- _WORK TO COMPLETE_
Once the line containing "Target: shoreline" is found in the entries below, restate it and each following line word for word, stopping after the line containing "the green tree".

Saved entries
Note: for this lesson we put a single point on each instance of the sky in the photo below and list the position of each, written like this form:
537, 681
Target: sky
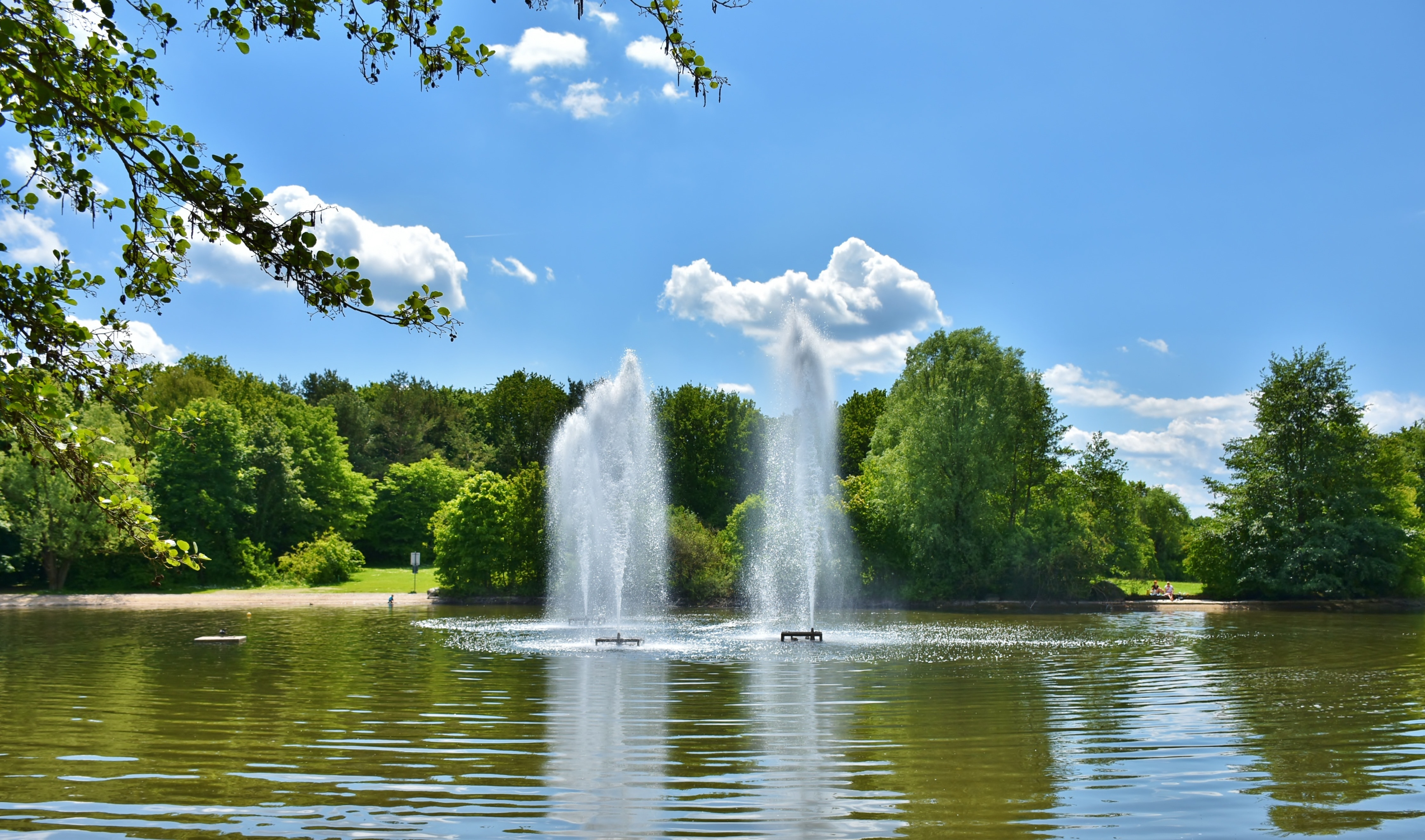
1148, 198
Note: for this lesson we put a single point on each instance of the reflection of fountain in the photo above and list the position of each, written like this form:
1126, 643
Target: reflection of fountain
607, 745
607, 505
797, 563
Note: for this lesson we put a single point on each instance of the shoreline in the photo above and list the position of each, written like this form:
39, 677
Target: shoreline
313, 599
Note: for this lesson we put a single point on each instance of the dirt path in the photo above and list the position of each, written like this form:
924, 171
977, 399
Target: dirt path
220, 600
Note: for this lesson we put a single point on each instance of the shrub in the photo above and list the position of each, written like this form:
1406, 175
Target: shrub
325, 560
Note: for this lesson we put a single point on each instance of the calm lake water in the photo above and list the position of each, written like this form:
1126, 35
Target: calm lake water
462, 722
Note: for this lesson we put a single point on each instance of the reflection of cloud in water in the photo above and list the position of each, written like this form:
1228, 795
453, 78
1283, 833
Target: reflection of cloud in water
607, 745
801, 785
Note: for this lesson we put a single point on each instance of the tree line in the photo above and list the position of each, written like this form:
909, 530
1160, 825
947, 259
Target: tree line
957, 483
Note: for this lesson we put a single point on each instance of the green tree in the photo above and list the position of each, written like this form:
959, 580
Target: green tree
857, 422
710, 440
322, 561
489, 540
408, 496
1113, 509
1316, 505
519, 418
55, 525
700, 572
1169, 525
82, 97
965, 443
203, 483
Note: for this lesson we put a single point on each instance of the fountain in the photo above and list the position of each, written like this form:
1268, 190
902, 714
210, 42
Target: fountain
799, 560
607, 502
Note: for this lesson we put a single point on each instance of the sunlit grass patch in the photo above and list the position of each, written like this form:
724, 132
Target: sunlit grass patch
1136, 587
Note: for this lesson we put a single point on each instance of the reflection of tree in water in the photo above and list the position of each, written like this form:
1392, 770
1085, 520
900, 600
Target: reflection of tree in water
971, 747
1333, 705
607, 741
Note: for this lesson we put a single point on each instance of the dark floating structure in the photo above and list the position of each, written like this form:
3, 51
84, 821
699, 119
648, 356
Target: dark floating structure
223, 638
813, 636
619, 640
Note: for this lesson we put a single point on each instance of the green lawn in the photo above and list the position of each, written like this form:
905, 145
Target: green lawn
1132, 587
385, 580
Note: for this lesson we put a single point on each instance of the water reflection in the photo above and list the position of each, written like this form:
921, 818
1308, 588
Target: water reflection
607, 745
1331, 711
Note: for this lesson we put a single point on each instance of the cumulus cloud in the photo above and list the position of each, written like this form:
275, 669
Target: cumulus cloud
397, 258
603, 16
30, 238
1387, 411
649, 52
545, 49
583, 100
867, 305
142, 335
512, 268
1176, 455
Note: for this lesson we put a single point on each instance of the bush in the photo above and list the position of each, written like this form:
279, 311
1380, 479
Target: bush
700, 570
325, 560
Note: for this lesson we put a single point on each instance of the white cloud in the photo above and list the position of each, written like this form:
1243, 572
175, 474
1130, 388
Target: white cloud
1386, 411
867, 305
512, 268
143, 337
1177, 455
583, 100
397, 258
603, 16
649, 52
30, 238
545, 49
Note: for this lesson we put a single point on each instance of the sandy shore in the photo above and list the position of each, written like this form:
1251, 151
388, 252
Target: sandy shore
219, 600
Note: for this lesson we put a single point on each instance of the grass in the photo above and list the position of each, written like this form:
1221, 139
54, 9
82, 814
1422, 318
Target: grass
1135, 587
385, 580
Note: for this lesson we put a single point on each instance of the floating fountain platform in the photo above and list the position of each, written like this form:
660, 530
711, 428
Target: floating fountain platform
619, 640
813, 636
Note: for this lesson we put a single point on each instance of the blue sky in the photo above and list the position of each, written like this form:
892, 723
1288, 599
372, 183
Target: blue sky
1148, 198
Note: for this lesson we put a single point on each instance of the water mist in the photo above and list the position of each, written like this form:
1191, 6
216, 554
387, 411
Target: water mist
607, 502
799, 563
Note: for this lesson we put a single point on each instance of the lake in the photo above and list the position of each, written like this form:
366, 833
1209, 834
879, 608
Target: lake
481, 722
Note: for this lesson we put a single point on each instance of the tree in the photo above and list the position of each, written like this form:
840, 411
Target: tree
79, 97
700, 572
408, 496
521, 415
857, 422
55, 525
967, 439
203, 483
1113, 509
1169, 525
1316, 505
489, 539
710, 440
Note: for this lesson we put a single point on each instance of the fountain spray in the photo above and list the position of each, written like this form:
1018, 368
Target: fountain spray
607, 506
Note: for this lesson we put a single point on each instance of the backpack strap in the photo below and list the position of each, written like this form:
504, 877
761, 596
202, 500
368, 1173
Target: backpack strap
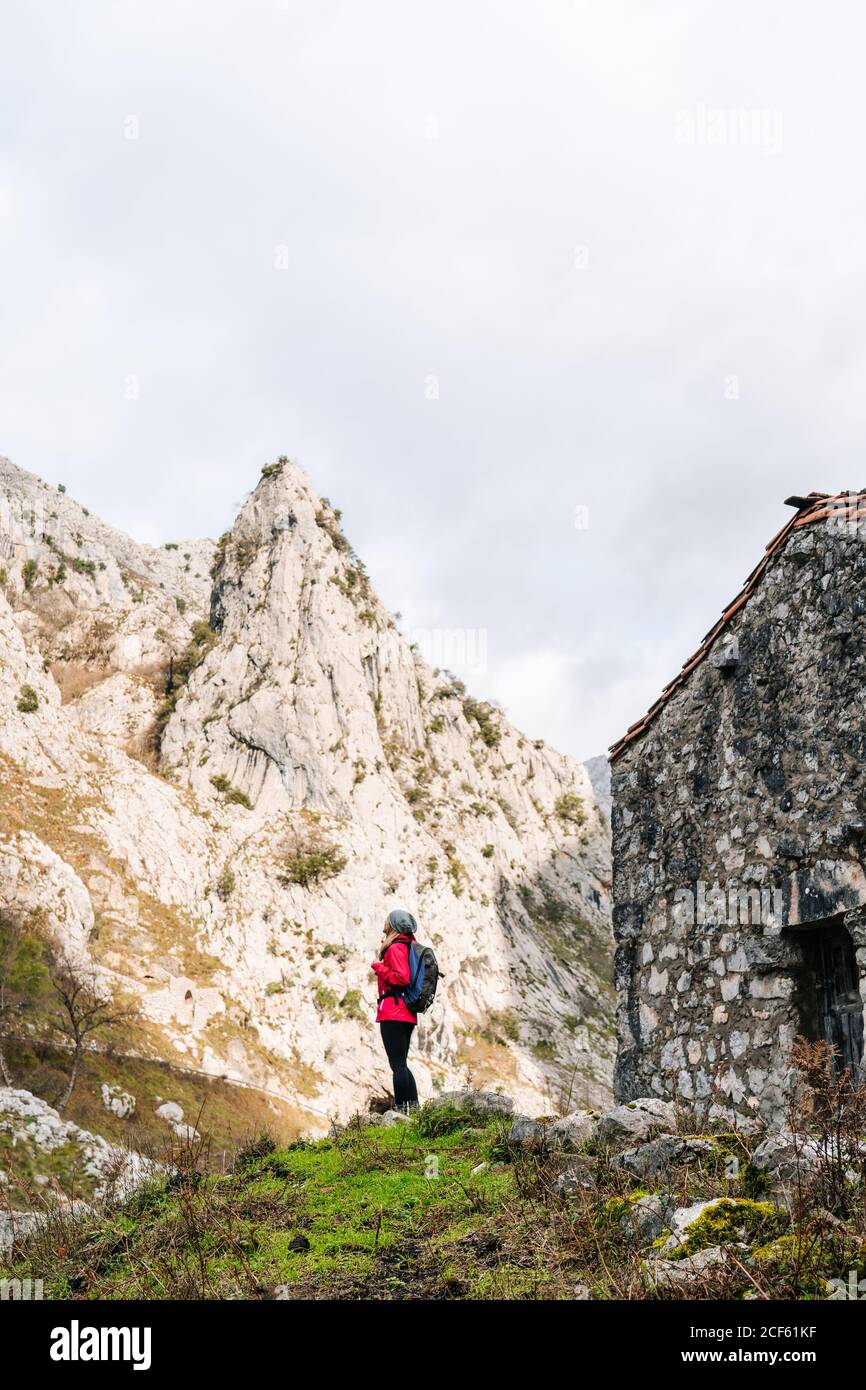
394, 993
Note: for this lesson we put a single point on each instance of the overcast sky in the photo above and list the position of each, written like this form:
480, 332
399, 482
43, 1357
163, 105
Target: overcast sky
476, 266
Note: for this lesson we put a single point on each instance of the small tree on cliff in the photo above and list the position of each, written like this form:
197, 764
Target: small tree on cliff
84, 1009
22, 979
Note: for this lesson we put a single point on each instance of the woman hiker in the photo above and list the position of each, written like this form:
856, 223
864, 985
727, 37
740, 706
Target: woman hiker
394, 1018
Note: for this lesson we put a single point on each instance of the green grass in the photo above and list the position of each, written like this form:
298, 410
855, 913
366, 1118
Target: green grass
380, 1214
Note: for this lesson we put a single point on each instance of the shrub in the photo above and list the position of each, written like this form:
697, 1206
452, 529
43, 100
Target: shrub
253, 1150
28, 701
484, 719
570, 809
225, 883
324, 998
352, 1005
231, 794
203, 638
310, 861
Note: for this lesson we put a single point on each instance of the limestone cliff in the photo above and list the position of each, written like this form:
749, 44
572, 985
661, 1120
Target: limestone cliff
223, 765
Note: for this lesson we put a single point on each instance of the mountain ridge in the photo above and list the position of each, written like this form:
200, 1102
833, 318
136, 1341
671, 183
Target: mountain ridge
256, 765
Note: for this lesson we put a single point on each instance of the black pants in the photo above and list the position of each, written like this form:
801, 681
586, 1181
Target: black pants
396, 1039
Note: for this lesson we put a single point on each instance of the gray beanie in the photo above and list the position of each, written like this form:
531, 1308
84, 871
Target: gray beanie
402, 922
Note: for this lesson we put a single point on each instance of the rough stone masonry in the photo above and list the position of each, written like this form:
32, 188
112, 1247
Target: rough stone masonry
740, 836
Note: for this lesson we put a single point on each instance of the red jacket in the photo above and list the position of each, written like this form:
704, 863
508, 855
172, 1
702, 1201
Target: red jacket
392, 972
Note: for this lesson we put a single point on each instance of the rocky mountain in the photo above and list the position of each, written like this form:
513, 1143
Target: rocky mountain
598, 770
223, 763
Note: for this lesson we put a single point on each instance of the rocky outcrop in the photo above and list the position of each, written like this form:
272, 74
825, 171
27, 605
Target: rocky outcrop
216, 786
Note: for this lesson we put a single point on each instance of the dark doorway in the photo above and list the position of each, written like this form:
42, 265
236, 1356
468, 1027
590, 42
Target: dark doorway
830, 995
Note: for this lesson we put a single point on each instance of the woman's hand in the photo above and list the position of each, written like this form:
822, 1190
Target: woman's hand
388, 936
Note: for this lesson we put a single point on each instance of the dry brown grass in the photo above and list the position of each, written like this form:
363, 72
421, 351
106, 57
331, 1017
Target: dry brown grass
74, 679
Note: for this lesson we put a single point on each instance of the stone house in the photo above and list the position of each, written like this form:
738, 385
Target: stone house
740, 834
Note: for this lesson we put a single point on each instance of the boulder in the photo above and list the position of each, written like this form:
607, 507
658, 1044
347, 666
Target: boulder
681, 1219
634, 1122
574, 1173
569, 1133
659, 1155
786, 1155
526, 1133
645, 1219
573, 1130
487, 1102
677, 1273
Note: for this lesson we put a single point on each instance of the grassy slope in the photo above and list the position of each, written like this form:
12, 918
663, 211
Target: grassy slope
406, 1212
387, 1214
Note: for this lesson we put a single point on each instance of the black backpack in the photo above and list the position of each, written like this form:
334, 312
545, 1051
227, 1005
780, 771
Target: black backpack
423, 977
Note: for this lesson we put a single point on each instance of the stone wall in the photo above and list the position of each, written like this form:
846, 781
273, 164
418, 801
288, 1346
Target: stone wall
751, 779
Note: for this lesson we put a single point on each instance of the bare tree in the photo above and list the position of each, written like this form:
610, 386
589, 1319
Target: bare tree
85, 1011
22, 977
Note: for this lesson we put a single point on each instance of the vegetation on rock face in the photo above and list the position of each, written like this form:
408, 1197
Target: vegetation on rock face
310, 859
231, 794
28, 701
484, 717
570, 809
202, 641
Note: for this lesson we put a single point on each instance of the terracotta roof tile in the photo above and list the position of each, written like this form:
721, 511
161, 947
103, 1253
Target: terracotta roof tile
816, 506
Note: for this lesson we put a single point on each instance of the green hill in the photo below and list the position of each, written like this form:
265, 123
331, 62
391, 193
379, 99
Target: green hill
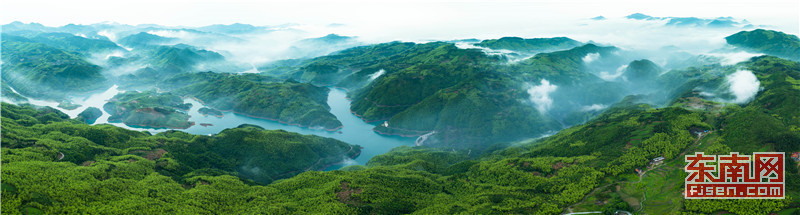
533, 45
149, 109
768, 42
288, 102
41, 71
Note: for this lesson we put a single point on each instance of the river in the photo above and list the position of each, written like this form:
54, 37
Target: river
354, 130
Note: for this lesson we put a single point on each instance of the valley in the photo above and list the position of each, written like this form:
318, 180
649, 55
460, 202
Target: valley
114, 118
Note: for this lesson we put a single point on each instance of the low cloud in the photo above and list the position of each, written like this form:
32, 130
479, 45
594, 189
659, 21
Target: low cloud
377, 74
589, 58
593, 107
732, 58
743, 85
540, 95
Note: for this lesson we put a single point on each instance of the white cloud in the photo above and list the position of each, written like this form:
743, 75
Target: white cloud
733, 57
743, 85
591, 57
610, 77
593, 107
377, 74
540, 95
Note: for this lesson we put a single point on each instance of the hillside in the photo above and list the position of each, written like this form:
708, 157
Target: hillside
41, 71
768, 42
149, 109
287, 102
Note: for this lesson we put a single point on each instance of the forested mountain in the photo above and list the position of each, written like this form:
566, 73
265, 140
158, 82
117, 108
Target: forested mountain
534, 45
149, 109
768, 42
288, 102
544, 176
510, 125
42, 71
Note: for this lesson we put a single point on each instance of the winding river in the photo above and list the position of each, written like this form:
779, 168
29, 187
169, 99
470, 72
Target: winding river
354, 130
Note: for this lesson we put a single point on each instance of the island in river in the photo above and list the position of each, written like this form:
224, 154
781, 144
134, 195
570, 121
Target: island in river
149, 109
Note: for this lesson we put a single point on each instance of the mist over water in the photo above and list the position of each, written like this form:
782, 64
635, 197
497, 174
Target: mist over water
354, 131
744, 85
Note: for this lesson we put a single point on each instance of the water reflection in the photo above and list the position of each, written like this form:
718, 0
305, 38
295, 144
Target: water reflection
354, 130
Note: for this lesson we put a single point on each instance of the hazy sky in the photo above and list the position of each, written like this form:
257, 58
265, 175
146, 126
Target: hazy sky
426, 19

- _RESPONSE BELOW_
Target: shoreline
313, 599
Note: for this lesson we put a single point on each instance of the dirt path in the photo above and list the position of each, written like this form:
924, 171
977, 399
Target: dirt path
220, 600
Note: for this lesson we put a single point on each instance of the shrub in the photo above and list the position of each, written like this form:
1406, 175
Target: shrub
325, 560
Note: for this lesson we put a single point on each instance of the calm lake water in the photo above and list the position of each, written like this form:
1126, 35
Target: calm lake water
462, 722
Note: for this lesson we put a single point on each instance of the reflection of cloud in water in the photo above and list the position of each, written like this form:
1228, 795
453, 78
1283, 833
Target: reflection of cloud in water
607, 745
801, 785
Note: for this lesson we put a single point on each instance of the tree line in the photo above and list the position of each, written like this form:
909, 530
1160, 825
947, 259
Target: tree line
957, 483
Note: for this lesson we put a single point on each instance of the green tree in the photo above and list the position of each, written like this form:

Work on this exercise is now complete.